Text block:
-----

According to Ward and Robinson (2000), flooding results from climatological events such as excessive and/or prolonged precipitation including cloud burst and failure of dams. Floods can be controlled by basin characteristics or with drainage network. Gardiner (1981) reported that there are a number of controlling factors that can affect the process of flooding; these factors can be physical or human or both. Chow (1964), Strahler (1964), Ward and Robinson (2000), and Hudson and Colditz (2003) summarized that similarly, morphometric parameters such as stream order, drainage density, stream frequency, channel slope, relief, length of overland flow, and other geomorphological aspects of basin system are very important to study and understand the hydrology of the basin system.

Barry and Chorley (1998) and Ward and Robinson (2000) concluded that the surface runoff response of the catchment is different according to slopes, shapes, lengths, widths, and areas of basins. Physiographic features such as land cover, soil, and geology that have significant effect upon the characteristics of the watershed hydrograph need to be considered for studying the flood behavior. This is largely influenced by the permeability and water storage of the watershed.

Watershed characteristics in many areas of the world have been studied using conventional geomorphologic aspects (Horton 1945; Strahler 1964; Rudriaih et al. 2008; Nageswararao et al. 2010; Al Saud 2009). Gardiner (1990) reported that in some studies, the morphometric parameters of watershed have been used for prediction and describing the flood peaks and estimation of erosion rate, underlying the importance of such studies.

Application of geomorphological aspects to flood potential or flood hazard has led to noteworthy amount of researchers, attempting to identify the relationships between watershed characteristics and flood impact (Patton 1988). Determination of drainage basin networks can be achieved using traditional methods such as field observations and topographic maps or alternatively with advanced methods using remote sensing and digital elevation models (Macka 2001; Maidment 2002; Masoud 2014; El Osta and Masoud 2015).

Flash floods often occur in arid regions as a consequence of excessive rainfall which occasionally causes major loss of property and life (Subyani 2009). Wadi Qanunah basin which belongs to arid regions is suffering from the scarcity of hydrological data, and the flood inundation maps are depending upon the topographic and geomorphic features of the study Wadis (Şen et al. 2013). Flood hazard mapping is a needful component to appropriate land use in the flooded areas. It creates easily read, rapidly accessible chart and maps which mitigate their effect (Bapalu and Sinha 2005). Flood hazard inundation and mapping in arid regions is an extremely important but difficult task; the main reason is the scarcity of data in arid regions. So, integration of GIS and physiographic features to create flood hazard maps and disaster decision support has been continually upgraded and widespread since beginning of twenty-first century, as a result of the increased availability of spatial databases and GIS software (Zerger and Smith 2003). Several studies were cited in the literature, relating to flood hazard mapping and zonation using GIS (Sui and Maggio 1999; Merzi and Aktas 2000; Guzzetti and Tonelli 2004; Sanyal and Lu 2006; He et al. 2003; Fernadez and Lutz 2010).

-----

Point placement listing:
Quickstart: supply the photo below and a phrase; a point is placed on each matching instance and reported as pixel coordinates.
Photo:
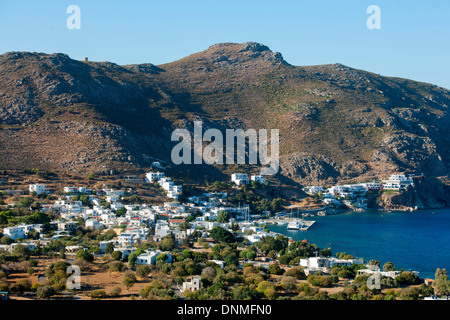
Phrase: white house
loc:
(38, 188)
(14, 232)
(93, 224)
(21, 231)
(313, 189)
(154, 176)
(258, 178)
(149, 257)
(239, 178)
(194, 284)
(397, 182)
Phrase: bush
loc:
(275, 269)
(116, 255)
(85, 255)
(142, 271)
(129, 279)
(98, 294)
(116, 266)
(115, 292)
(320, 281)
(45, 292)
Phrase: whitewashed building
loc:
(38, 188)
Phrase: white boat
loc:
(296, 225)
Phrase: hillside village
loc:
(224, 236)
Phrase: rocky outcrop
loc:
(336, 123)
(427, 193)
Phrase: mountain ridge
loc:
(336, 123)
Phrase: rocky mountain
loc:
(336, 123)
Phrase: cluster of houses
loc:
(317, 264)
(140, 221)
(242, 178)
(334, 194)
(172, 190)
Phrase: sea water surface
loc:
(418, 240)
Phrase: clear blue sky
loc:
(413, 42)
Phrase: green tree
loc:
(223, 217)
(274, 268)
(45, 292)
(109, 248)
(132, 259)
(441, 282)
(388, 266)
(21, 251)
(121, 212)
(222, 235)
(167, 243)
(142, 271)
(84, 255)
(129, 279)
(116, 255)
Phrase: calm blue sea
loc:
(419, 240)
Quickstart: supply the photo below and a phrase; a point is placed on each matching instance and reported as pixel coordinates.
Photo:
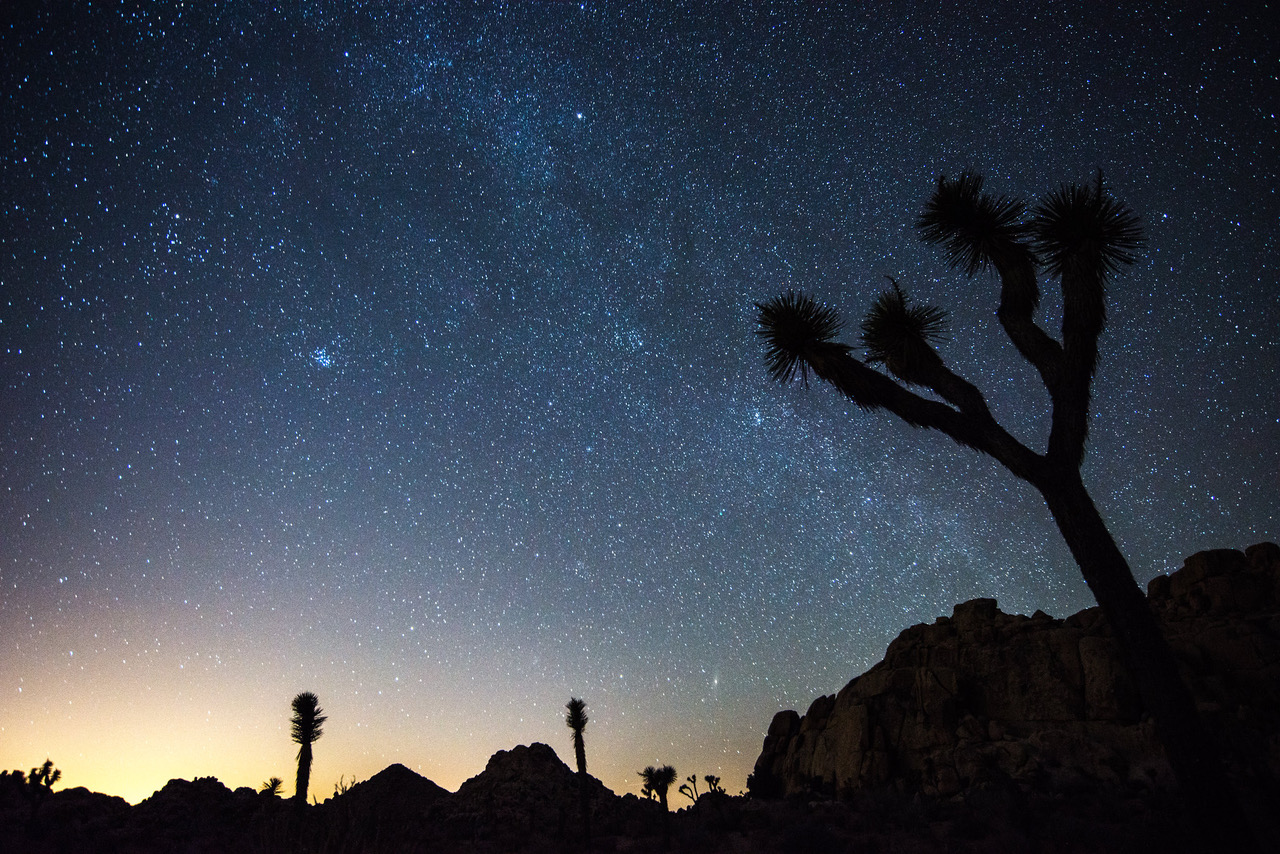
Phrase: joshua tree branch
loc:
(871, 389)
(1019, 295)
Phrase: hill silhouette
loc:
(981, 733)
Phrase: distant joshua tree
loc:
(307, 726)
(647, 779)
(689, 789)
(44, 777)
(657, 781)
(575, 718)
(1080, 236)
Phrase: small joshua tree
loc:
(307, 727)
(689, 789)
(575, 718)
(44, 777)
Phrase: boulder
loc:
(984, 695)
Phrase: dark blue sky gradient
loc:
(403, 352)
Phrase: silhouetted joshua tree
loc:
(689, 789)
(575, 718)
(659, 780)
(1080, 236)
(307, 726)
(42, 779)
(645, 776)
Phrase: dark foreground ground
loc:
(398, 811)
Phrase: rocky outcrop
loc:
(529, 793)
(984, 695)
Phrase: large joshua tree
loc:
(1079, 236)
(307, 726)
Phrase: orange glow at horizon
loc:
(126, 727)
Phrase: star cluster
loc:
(403, 354)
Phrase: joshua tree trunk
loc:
(1150, 661)
(304, 781)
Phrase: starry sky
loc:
(405, 354)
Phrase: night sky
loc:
(405, 354)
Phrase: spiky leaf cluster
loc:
(575, 717)
(973, 228)
(307, 718)
(897, 334)
(792, 325)
(1083, 229)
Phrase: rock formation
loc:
(991, 697)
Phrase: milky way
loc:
(405, 354)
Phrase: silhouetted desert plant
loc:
(342, 786)
(44, 777)
(307, 727)
(1080, 236)
(575, 718)
(647, 776)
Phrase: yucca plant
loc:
(575, 718)
(307, 726)
(1080, 236)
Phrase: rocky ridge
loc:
(987, 697)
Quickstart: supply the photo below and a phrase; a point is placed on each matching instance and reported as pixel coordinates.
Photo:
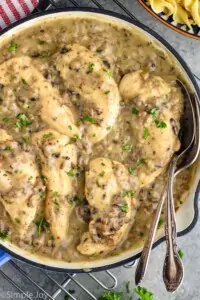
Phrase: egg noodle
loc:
(183, 11)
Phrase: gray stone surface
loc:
(190, 244)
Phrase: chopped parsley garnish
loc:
(111, 296)
(160, 222)
(106, 92)
(43, 195)
(102, 174)
(91, 67)
(108, 72)
(75, 137)
(44, 178)
(71, 173)
(24, 81)
(88, 119)
(153, 112)
(3, 235)
(146, 133)
(143, 293)
(128, 287)
(17, 171)
(77, 200)
(41, 42)
(17, 220)
(47, 135)
(41, 225)
(56, 198)
(160, 124)
(140, 162)
(131, 170)
(127, 147)
(22, 121)
(180, 253)
(127, 194)
(135, 111)
(12, 47)
(6, 120)
(7, 148)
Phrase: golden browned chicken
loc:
(112, 206)
(155, 121)
(20, 183)
(57, 116)
(91, 89)
(59, 168)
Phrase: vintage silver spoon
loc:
(192, 155)
(173, 266)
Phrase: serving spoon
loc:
(189, 141)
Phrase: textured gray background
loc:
(190, 244)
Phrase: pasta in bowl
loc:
(88, 128)
(182, 16)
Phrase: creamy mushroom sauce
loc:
(117, 51)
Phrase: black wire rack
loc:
(65, 284)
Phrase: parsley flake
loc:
(111, 296)
(160, 124)
(24, 81)
(47, 135)
(140, 162)
(88, 119)
(131, 170)
(41, 42)
(127, 147)
(22, 121)
(75, 137)
(102, 174)
(127, 194)
(146, 133)
(124, 206)
(12, 47)
(106, 92)
(153, 112)
(7, 148)
(41, 225)
(180, 253)
(128, 287)
(3, 235)
(91, 67)
(135, 111)
(43, 195)
(108, 72)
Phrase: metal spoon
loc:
(143, 262)
(173, 266)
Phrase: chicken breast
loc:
(112, 206)
(20, 183)
(59, 162)
(57, 116)
(155, 121)
(92, 90)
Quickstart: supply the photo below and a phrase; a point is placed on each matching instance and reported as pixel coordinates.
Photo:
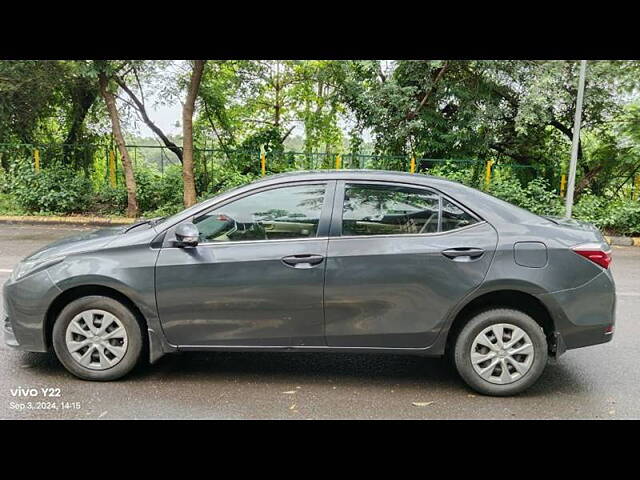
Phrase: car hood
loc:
(78, 243)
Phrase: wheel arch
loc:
(73, 293)
(503, 298)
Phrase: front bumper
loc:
(583, 316)
(25, 308)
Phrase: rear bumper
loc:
(585, 315)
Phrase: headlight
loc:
(27, 267)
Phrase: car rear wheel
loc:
(97, 338)
(501, 352)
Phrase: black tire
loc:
(127, 318)
(464, 342)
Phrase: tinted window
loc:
(288, 212)
(388, 210)
(454, 217)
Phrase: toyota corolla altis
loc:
(348, 261)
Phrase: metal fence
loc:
(102, 162)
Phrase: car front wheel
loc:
(501, 352)
(97, 338)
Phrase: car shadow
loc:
(313, 368)
(348, 368)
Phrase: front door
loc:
(256, 277)
(399, 259)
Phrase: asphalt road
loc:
(596, 382)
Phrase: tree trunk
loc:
(187, 134)
(145, 117)
(129, 179)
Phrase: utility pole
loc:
(576, 140)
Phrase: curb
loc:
(623, 241)
(54, 220)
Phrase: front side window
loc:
(393, 210)
(389, 210)
(287, 212)
(454, 217)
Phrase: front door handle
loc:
(302, 261)
(459, 254)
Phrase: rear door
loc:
(399, 258)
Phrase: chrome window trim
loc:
(253, 242)
(405, 235)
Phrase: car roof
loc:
(354, 174)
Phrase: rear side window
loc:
(393, 210)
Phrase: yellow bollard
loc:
(487, 175)
(36, 157)
(112, 168)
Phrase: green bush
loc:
(56, 189)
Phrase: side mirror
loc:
(187, 235)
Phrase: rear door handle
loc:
(302, 261)
(460, 253)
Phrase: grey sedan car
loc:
(331, 261)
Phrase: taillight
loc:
(594, 252)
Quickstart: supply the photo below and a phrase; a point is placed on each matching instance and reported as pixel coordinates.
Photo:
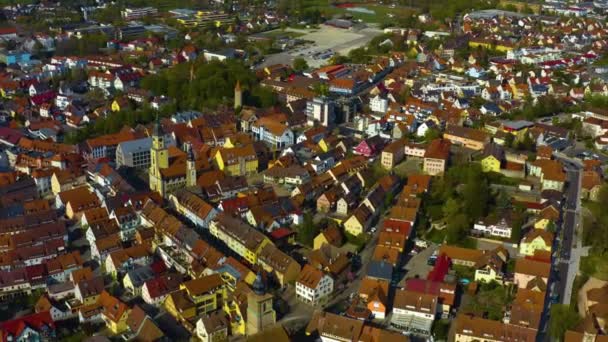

-----

Problems and tasks:
1. Set down the part of the flood hazard text that begins with the words "According to Ward" and ends with "the basin system.".
2. In the point placement listing, edit the part from the line containing "Phrase: toyota corolla altis" through the end of the listing so that "door" becomes "panel" and nothing else changes. Return only those lines, without the pictures.
The flood hazard text and the point placement listing have nothing to do with each other.

Solutions to the exercise:
1.
According to Ward and Robinson (2000), flooding results from climatological events such as excessive and/or prolonged precipitation including cloud burst and failure of dams. Floods can be controlled by basin characteristics or with drainage network. Gardiner (1981) reported that there are a number of controlling factors that can affect the process of flooding; these factors can be physical or human or both. Chow (1964), Strahler (1964), Ward and Robinson (2000), and Hudson and Colditz (2003) summarized that similarly, morphometric parameters such as stream order, drainage density, stream frequency, channel slope, relief, length of overland flow, and other geomorphological aspects of basin system are very important to study and understand the hydrology of the basin system.

2.
Phrase: toyota corolla altis
loc:
(348, 261)
Phrase: metal fence
loc:
(102, 162)
Phrase: car front wheel
loc:
(501, 352)
(97, 338)
Phrase: car shadow
loc:
(313, 368)
(348, 368)
Phrase: front panel
loc:
(256, 277)
(399, 259)
Phrase: asphalt road
loc:
(596, 382)
Phrase: tree trunk
loc:
(187, 134)
(145, 117)
(129, 179)
Phrase: utility pole
loc:
(576, 140)
Phrase: curb
loc:
(623, 241)
(54, 220)
Phrase: front side window
loc:
(393, 210)
(389, 210)
(287, 212)
(454, 217)
Phrase: front panel handle
loc:
(302, 261)
(459, 254)
Phrase: rear panel
loc:
(399, 258)
Phrase: chrome window trim
loc:
(253, 242)
(405, 235)
Phrase: car roof
loc:
(354, 174)
Phrase: rear side window
loc:
(393, 210)
Phrase: yellow bollard
loc:
(487, 175)
(36, 157)
(112, 168)
Phrase: green bush
loc:
(56, 189)
Phrase: side mirror
loc:
(187, 235)
Phrase: rear panel handle
loc:
(302, 261)
(460, 253)
Phrase: grey sedan car
loc:
(331, 261)
Phrase: taillight
loc:
(594, 252)
Quickstart: supply the photo below and a phrase; a point is placed on each matching instance and reported as pixel coordinates.
Photo:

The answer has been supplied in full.